Given information:
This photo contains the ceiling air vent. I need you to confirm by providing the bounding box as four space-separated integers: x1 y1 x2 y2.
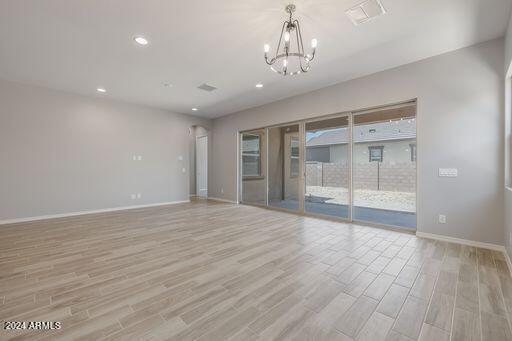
197 83 218 92
346 0 386 26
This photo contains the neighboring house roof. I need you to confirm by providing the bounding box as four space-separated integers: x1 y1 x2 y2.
307 119 416 146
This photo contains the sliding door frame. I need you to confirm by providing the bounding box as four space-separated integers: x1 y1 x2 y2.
303 112 352 223
350 101 418 230
237 99 417 232
264 122 304 215
238 129 268 208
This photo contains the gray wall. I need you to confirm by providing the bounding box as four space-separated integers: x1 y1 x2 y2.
504 14 512 259
211 39 505 245
0 79 211 221
506 15 512 75
506 186 512 262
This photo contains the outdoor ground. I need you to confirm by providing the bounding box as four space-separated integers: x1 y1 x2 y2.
305 186 416 212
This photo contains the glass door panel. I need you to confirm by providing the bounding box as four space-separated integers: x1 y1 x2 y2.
352 105 417 229
268 124 300 211
305 116 350 218
240 129 267 206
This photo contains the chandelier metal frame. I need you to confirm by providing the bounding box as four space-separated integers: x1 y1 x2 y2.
264 4 317 76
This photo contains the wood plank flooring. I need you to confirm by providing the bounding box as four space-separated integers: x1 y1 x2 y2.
1 200 511 340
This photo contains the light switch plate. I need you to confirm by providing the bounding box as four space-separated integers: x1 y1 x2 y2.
439 168 458 177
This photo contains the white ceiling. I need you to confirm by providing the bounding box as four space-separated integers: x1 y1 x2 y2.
0 0 511 118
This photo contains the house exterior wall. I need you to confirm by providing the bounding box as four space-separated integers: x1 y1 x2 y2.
354 140 415 163
243 128 300 204
329 145 348 163
267 128 283 202
241 129 266 204
283 132 300 201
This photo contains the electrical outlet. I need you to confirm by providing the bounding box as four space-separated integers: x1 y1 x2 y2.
136 193 141 199
182 168 186 173
438 214 446 224
132 155 137 161
137 155 142 161
178 155 183 161
131 194 136 200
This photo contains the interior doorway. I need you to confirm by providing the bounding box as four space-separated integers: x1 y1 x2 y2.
196 135 208 198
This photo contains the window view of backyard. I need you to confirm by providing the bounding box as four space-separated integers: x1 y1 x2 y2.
241 130 267 206
305 116 350 218
240 105 417 229
306 107 417 229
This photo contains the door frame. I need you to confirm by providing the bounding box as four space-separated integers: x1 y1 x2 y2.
195 135 208 198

What is expected: The material above is to be transcribed exactly, with its images omitted.

Result of this exercise:
This photo contains the ceiling air vent. I need you to confirm by providing the bounding box as four space-separated integers: x1 y1 x2 y2.
197 83 218 92
346 0 386 26
This photo contains the neighboring house roof. I need you to confirm by providing the bounding box as four space-separated integers: x1 y1 x2 y2.
307 119 416 146
This photo contains the sliding door frame. I need you to confirm by providing the bounding box as four space-separated integers: x1 y1 x2 y2.
303 112 352 223
350 101 418 230
237 99 417 232
264 122 304 215
238 129 268 208
This photo contains the gray wall. I need you to confirm by providing the bounding box as four space-separated integers: x1 y1 x2 y2.
504 14 512 259
211 39 505 245
0 79 211 221
506 15 512 75
506 186 512 262
This photo contains the outdoor ground. I need you to confirm by providing the bounding box as four space-separated integers: x1 y1 x2 y2.
305 186 416 212
This photo contains the glass door panel. I need you to confirm by providing the bounding box as four space-separated integers: x1 y1 x2 y2.
352 105 417 229
268 124 300 211
305 116 350 218
240 129 267 206
This photo contains the chandelier metal frame. I need you to confirm by providing the bounding box as four space-separated integers: x1 y1 x2 y2.
264 4 317 76
This photo contains the wood plank flooring. I need you to confirm by providing the bounding box as four space-separated integers: x1 y1 x2 y2.
1 200 511 340
This photo contains the light switch plate. I need you to confirm by providing the bounding box as four space-separated integers: x1 y1 x2 y2.
439 168 458 177
This photo contains the white ceiling. I need you to confirm by providing the bounding box as four space-separated integers: x1 y1 x2 y2.
0 0 511 118
This photo contains the house exterior wall. I need you to confirm by providing the bounding box as four space-separated integers: x1 y1 x2 y2.
354 140 415 163
243 128 300 204
329 145 348 163
267 128 283 202
241 129 266 204
283 132 300 201
This photo contains the electrical outlet. I need you to confirm by providing the bounding box as four space-separated integers: x1 y1 x2 y2.
136 193 141 199
182 168 186 173
438 214 446 224
132 155 137 161
137 155 142 161
178 155 183 161
131 194 136 200
This photo contains the interior doorway. I need you to confirm by providing the bounding box as four space-separated integers: x1 y1 x2 y2.
196 135 208 198
This photo contains the window view of backyard. I need you to confirm by providing the bounding box as four space-separated integers: x1 y1 x2 y2.
241 130 267 206
305 116 350 218
240 105 417 229
306 107 417 229
This photo contains the door frame. I need you to confirm by providing the bounding box as four space-separated integers: x1 y1 x2 y2.
195 135 208 198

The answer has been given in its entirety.